▸ **Task directions**: Filter the items and copy out every line that contains the word "dense".

>> start Data provided

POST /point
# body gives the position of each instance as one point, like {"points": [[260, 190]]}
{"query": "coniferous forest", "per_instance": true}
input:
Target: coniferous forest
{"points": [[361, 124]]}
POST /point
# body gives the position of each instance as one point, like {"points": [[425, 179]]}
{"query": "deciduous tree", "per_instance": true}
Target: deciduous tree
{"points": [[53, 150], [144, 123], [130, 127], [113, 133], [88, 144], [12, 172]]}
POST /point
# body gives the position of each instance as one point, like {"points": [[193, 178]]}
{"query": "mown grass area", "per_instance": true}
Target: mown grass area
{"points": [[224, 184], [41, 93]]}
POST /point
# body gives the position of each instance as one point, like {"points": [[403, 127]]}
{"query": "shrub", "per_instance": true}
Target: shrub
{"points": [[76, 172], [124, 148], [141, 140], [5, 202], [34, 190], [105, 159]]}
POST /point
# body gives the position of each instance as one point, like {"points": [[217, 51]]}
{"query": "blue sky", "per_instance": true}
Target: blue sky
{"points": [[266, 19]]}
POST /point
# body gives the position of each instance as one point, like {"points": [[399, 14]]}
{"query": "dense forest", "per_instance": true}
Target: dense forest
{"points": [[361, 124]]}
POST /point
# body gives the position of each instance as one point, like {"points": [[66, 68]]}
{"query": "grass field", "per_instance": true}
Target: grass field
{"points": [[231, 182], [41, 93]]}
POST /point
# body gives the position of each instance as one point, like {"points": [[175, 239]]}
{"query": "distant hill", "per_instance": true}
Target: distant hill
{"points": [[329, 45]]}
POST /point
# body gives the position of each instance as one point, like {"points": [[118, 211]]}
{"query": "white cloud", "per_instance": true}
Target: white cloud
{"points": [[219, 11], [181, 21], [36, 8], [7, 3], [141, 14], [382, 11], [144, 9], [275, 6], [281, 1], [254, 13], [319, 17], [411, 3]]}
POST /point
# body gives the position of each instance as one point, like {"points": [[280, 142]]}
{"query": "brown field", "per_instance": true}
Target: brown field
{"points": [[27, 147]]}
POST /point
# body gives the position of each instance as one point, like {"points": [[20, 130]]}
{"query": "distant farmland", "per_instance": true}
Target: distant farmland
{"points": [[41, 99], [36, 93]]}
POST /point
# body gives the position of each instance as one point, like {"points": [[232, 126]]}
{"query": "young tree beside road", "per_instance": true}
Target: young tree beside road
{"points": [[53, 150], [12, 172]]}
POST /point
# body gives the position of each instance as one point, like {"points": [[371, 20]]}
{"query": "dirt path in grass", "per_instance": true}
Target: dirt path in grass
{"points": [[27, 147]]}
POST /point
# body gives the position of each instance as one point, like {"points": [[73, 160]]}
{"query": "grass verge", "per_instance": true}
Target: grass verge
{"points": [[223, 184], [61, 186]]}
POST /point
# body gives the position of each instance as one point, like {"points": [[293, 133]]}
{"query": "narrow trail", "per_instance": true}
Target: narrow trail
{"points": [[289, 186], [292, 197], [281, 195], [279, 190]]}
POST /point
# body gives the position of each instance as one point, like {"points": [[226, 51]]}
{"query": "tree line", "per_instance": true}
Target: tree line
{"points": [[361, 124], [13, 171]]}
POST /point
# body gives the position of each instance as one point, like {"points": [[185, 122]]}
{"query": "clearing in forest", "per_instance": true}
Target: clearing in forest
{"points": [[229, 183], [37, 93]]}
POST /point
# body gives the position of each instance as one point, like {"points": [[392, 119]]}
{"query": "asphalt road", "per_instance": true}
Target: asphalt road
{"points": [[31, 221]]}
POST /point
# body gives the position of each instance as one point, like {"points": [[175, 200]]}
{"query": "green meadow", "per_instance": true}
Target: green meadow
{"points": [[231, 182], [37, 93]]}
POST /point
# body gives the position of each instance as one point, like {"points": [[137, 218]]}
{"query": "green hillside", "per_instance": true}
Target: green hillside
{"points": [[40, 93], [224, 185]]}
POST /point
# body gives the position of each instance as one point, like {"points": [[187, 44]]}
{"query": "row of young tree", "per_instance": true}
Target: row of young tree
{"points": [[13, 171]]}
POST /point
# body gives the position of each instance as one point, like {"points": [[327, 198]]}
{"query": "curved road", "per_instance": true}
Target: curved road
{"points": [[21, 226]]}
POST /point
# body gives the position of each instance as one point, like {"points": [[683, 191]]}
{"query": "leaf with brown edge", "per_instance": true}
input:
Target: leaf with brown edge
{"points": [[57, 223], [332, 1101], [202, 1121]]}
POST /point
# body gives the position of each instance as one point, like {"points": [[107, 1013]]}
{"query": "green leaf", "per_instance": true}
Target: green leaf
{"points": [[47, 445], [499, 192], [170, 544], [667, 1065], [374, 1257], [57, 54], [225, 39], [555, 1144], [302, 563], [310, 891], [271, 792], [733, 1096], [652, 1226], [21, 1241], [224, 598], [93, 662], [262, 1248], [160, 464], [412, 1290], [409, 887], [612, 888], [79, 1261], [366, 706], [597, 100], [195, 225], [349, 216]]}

>> end Data provided

▸ **Answer to the task**:
{"query": "dense forest", "per_instance": true}
Target: dense forest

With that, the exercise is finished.